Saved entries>

━━━━━━━━━━━━━━━━

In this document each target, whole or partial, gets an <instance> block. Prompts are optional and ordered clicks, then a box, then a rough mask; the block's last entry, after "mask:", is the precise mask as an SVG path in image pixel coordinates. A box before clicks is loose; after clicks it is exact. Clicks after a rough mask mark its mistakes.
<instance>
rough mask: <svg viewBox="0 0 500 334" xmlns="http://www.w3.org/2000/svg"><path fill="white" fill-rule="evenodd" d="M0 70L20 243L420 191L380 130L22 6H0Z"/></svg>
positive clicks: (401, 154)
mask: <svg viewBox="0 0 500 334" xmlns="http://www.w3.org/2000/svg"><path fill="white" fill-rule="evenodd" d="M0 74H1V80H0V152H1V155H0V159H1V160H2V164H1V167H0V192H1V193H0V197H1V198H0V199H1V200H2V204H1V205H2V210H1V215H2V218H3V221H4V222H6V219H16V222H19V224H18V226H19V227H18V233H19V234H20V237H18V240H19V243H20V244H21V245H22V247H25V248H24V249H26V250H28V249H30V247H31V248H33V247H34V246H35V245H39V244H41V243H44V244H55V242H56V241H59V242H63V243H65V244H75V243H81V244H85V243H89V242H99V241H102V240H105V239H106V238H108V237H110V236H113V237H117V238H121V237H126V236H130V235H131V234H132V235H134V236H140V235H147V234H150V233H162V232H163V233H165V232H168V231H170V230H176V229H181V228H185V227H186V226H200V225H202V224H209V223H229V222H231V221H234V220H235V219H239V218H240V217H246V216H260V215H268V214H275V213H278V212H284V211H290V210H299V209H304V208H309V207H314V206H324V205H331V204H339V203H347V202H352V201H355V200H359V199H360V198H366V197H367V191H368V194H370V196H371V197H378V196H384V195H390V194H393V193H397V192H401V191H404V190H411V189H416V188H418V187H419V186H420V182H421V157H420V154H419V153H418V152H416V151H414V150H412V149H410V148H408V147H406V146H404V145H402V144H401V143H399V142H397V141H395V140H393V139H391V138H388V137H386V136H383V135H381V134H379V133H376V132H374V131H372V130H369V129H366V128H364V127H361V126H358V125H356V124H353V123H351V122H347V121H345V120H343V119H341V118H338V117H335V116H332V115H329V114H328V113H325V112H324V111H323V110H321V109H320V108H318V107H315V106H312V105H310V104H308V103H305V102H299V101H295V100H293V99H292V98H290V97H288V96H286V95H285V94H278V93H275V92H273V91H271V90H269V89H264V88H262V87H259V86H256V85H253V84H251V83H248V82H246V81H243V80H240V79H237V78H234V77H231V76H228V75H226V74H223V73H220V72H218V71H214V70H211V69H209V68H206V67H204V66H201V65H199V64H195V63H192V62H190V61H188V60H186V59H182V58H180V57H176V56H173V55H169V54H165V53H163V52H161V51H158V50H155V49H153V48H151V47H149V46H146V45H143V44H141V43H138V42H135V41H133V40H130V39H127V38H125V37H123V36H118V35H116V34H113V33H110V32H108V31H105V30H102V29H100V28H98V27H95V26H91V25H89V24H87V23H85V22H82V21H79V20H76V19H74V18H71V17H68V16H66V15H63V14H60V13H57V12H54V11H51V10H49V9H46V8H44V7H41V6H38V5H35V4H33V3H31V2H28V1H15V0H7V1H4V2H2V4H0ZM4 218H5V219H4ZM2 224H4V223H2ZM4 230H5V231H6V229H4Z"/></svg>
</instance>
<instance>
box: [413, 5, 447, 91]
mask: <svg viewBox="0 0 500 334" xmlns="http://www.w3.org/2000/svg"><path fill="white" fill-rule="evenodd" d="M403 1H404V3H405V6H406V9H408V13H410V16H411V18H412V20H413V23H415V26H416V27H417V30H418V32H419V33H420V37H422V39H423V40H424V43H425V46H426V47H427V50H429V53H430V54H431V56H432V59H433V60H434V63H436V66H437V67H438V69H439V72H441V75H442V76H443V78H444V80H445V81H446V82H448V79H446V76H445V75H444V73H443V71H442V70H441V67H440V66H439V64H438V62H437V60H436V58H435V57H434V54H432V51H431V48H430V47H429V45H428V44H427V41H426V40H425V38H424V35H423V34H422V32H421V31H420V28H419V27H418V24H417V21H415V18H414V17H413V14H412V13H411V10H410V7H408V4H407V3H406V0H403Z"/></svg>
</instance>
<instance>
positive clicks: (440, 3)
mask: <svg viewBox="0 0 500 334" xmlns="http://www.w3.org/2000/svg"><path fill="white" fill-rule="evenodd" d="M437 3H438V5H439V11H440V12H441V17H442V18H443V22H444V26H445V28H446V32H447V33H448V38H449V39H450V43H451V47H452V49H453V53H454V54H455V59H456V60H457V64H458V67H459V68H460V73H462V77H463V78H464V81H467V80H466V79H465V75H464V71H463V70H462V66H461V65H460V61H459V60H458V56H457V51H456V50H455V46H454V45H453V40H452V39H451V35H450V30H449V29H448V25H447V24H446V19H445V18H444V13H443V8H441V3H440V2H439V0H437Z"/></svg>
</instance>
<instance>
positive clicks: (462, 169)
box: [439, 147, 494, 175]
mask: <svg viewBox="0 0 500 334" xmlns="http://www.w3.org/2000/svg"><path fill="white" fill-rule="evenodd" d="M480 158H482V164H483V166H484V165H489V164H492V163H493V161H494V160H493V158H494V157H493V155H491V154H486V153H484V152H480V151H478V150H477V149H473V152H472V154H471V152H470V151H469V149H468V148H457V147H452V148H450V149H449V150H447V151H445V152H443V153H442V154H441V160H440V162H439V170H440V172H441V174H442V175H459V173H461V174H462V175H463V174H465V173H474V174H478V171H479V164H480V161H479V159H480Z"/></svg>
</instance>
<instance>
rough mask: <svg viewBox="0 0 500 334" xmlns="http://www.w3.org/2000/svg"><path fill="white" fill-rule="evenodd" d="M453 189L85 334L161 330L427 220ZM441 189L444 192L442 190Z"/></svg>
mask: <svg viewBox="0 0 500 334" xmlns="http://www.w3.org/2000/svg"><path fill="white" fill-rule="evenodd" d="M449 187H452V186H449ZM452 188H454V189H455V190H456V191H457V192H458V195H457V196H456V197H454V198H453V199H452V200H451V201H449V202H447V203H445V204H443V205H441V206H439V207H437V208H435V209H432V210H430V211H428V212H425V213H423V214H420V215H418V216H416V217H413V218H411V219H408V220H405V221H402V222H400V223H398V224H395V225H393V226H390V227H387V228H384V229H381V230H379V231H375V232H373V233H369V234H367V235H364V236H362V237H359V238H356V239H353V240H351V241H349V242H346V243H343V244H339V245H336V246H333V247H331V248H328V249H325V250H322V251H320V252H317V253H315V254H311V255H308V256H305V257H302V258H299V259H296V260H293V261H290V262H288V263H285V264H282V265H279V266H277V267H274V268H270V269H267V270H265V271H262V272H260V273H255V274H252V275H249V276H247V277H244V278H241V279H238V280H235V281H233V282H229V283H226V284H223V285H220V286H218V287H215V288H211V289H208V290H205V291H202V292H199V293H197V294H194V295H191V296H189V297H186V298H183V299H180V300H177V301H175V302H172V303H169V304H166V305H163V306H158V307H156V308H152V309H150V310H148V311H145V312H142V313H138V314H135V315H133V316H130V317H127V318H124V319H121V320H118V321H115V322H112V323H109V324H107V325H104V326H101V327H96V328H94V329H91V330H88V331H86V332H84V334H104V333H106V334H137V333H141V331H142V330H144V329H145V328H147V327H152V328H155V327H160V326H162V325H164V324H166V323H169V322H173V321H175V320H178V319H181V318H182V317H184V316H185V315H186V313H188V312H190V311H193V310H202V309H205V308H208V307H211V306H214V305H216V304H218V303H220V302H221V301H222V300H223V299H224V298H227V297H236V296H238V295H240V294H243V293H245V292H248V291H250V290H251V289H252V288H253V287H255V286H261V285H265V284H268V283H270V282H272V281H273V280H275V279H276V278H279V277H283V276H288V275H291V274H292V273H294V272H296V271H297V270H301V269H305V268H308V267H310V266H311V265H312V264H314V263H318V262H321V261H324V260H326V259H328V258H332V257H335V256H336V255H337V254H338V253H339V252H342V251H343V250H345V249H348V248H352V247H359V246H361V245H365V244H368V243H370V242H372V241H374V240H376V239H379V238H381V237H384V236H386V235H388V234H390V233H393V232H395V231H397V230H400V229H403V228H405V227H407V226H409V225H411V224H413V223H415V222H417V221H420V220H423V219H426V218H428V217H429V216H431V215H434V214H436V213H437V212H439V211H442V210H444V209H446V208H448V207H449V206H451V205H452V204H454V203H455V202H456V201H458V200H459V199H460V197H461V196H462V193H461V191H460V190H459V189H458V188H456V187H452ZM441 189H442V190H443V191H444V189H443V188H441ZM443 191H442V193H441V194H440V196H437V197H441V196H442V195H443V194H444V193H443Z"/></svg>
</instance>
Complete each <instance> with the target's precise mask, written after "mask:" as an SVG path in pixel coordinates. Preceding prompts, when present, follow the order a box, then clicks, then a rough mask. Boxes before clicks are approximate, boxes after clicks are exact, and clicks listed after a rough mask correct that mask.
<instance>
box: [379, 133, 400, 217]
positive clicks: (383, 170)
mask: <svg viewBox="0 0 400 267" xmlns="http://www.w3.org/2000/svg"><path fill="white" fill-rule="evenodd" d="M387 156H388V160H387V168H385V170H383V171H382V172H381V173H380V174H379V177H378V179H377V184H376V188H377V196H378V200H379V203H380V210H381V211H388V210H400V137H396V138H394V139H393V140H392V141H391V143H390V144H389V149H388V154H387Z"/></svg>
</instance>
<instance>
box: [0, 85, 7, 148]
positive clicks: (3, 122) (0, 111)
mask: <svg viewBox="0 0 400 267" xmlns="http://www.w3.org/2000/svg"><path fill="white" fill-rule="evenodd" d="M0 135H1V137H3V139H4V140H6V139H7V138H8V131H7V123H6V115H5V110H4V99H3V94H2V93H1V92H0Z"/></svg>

━━━━━━━━━━━━━━━━

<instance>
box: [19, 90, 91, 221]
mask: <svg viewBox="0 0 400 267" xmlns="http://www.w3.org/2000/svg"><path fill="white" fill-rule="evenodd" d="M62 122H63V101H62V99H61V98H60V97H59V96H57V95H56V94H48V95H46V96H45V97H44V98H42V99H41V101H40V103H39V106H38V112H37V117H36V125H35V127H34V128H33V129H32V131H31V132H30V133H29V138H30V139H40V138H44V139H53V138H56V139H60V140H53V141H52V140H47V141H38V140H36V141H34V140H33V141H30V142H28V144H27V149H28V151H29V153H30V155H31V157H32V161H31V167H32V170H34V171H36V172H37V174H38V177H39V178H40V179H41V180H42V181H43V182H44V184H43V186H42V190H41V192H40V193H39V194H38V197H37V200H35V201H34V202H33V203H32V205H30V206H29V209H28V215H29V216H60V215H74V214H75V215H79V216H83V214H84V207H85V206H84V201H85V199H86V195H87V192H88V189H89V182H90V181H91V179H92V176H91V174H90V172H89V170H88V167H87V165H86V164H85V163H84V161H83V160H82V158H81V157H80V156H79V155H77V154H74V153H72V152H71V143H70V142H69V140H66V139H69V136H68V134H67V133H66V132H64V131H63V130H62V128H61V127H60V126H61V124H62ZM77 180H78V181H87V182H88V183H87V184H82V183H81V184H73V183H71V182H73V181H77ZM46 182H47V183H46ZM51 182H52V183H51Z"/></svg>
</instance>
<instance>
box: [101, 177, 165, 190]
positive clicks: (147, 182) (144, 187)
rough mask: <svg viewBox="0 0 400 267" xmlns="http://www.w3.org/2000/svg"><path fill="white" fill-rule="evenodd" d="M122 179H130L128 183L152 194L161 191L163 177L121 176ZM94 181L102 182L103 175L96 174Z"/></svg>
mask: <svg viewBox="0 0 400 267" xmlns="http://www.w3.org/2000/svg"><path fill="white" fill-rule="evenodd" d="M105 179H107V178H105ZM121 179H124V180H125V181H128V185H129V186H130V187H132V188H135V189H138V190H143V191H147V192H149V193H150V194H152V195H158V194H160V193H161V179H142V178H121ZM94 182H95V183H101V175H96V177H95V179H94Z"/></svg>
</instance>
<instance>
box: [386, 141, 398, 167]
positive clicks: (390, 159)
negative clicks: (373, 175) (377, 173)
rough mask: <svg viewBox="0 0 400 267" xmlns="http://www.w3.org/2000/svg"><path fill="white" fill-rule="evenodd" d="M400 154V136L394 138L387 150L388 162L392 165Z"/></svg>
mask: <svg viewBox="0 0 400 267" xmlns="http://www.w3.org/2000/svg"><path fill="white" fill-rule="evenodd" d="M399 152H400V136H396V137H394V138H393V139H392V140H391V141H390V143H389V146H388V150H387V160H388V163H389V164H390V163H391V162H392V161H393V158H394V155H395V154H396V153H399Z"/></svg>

━━━━━━━━━━━━━━━━

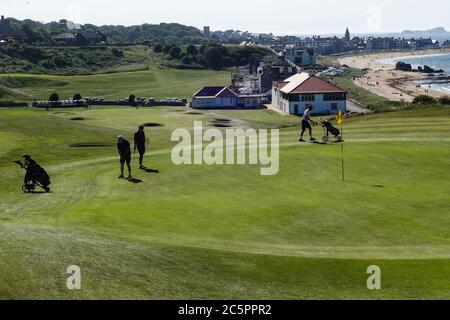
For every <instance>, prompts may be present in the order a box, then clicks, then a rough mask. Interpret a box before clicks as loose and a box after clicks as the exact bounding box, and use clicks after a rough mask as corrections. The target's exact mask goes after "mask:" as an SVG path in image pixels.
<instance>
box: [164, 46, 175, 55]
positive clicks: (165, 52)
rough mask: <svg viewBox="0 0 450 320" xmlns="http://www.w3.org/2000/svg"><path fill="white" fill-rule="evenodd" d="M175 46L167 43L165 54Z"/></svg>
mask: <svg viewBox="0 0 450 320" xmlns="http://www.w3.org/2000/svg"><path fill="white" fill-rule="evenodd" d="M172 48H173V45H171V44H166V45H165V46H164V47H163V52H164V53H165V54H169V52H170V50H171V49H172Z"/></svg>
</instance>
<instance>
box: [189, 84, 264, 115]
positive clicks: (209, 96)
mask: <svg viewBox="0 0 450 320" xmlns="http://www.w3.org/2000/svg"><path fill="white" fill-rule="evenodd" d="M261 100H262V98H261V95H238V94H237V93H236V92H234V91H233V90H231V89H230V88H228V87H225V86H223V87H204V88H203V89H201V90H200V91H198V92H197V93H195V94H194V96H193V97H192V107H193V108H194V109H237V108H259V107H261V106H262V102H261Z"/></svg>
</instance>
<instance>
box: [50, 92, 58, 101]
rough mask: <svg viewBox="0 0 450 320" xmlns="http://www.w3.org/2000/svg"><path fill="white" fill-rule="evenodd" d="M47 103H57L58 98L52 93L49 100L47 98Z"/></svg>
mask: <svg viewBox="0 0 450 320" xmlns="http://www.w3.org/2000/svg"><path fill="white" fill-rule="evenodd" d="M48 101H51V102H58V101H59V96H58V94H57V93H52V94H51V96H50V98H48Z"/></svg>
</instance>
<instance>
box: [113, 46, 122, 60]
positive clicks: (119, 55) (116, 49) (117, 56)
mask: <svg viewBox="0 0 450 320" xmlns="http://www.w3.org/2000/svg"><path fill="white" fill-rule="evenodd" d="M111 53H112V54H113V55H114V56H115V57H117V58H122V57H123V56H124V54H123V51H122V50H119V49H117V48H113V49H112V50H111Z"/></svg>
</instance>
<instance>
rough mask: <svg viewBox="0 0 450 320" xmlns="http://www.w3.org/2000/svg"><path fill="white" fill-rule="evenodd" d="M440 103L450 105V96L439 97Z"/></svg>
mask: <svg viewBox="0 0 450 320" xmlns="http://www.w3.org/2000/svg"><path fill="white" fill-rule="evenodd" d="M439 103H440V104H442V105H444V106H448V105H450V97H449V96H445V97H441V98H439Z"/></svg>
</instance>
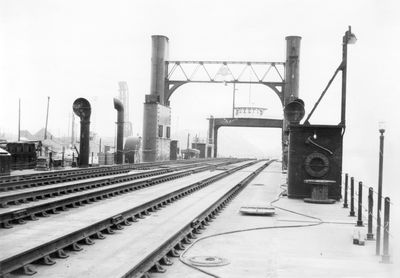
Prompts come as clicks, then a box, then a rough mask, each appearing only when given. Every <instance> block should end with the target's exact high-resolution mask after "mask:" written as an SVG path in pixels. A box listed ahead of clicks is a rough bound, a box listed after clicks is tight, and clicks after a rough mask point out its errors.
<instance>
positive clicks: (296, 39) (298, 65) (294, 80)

━━━━━━━━━━━━━━━━

Your reply should hold every line from the data that contains "pixels", copied in full.

Problem solution>
For every <instance>, prompts may be present in the order a box, then clicks, then a rough mask. Interpret a box before clicks as loose and a box after clicks as the exact bounding box, and use clicks after a rough mask as corrections. The target's exact mask goes after "mask:" as an SVG path in image pixels.
Prompts come as clicks, then a box, then a rough mask, each appearing only when given. Every <instance> block should end with the target's exact high-resolution mask after "mask:" written as an SVG path in pixels. A box listed ahead of clicks is a rough bound, a box listed after clicks is tight, and clicks after a rough mask point out its errors.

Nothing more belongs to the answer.